• _DOCUMENT_
- Genre: Science fiction
- Created by: Jim Eldridge
- Written by: Jim Eldridge; Stephen Hallett; Christopher Wicking; Carolyn Sally-Jones; John Jackson;
- Directed by: Emma Bodger; Brian Farnham;
- Starring: Rupert Holliday-Evans; Mandana Jones; Adam Jessop; Amy Yamazaki;
- Country of origin: United Kingdom
- Original language: English
- No. of seasons: 1
- No. of episodes: 13

Production
- Executive producer: Jesse Cleverly
- Producer: Chris Le Grys
- Cinematography: Shelley Hirst
- Editor: Nigel Parkes
- Running time: 30 minutes
- Production company: BBC Children's

Original release
- Network: BBC One
- Release: 7 January – 31 March 2004

= Powers (British TV series) =

Powers is a British science fiction television series first broadcast in 2004 on BBC One. Produced by Chris Le Grys and directed by Emma Bodger and Brian Farnham for BBC Children's, the series was created by Jim Eldridge, who wrote episodes alongside co-writers Stephen Hallett, Christopher Wicking, Carolyn Sally-Jones, and John Jackson.

• _RECORDS TO PROCESS_
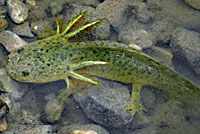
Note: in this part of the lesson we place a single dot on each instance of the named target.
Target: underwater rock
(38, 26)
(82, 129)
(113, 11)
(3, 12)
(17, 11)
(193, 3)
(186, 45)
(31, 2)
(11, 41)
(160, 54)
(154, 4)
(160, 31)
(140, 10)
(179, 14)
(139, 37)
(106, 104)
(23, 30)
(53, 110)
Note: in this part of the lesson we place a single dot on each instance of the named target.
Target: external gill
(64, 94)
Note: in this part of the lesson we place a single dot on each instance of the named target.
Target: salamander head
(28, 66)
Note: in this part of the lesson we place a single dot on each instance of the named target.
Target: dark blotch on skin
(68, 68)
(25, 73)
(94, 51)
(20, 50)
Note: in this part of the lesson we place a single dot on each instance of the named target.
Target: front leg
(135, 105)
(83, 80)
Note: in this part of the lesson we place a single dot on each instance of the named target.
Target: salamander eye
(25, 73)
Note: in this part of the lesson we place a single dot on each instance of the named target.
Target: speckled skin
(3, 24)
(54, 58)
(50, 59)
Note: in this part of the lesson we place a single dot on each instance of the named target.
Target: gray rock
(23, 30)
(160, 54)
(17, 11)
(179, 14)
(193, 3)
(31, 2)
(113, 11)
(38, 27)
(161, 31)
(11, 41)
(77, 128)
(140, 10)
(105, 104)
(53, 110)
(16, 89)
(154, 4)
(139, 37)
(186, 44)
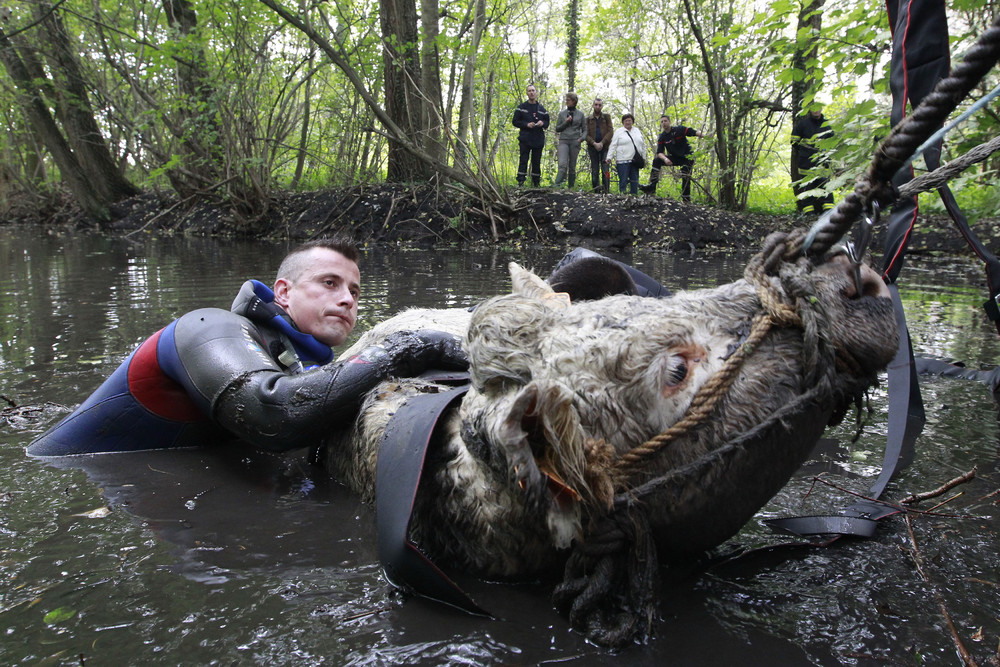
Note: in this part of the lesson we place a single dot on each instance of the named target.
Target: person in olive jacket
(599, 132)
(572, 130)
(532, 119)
...
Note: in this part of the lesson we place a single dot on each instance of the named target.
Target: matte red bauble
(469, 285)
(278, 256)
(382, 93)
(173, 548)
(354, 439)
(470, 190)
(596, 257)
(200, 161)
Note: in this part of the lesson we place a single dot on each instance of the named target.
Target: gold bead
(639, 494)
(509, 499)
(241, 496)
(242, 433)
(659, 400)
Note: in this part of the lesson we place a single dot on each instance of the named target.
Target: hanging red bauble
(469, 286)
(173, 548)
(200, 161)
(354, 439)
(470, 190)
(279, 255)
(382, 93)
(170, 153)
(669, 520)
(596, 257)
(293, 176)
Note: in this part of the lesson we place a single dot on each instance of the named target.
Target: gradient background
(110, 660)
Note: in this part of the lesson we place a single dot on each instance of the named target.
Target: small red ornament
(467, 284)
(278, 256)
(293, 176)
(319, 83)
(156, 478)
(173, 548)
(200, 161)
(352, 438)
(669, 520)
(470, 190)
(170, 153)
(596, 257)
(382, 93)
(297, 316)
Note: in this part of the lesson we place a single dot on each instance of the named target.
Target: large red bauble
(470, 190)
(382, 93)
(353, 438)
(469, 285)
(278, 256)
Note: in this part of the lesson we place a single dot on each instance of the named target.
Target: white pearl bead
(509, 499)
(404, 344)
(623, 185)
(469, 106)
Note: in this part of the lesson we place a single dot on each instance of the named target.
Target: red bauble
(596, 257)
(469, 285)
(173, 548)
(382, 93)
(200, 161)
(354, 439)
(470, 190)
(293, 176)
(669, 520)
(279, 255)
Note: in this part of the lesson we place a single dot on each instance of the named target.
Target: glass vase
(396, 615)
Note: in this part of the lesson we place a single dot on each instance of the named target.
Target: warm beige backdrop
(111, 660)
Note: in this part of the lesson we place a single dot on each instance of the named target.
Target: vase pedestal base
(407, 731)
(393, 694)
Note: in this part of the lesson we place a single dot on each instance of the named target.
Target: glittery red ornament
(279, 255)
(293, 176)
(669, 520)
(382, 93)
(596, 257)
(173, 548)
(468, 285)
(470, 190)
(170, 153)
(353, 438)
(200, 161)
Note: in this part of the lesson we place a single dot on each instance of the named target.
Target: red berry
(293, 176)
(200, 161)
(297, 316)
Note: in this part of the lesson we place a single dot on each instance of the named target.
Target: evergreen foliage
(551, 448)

• _WHAT TO DO_
[1] Retype the stretch of the text about Powers from "Powers is a" through "and John Jackson.".
[2] Please pick out every line of the entries that contains the word "skin".
The text about Powers has no connection to the entries.

• _RESULTS_
[1]
Powers is a British science fiction television series first broadcast in 2004 on BBC One. Produced by Chris Le Grys and directed by Emma Bodger and Brian Farnham for BBC Children's, the series was created by Jim Eldridge, who wrote episodes alongside co-writers Stephen Hallett, Christopher Wicking, Carolyn Sally-Jones, and John Jackson.

[2]
Target: dark blotch on skin
Target: speckled skin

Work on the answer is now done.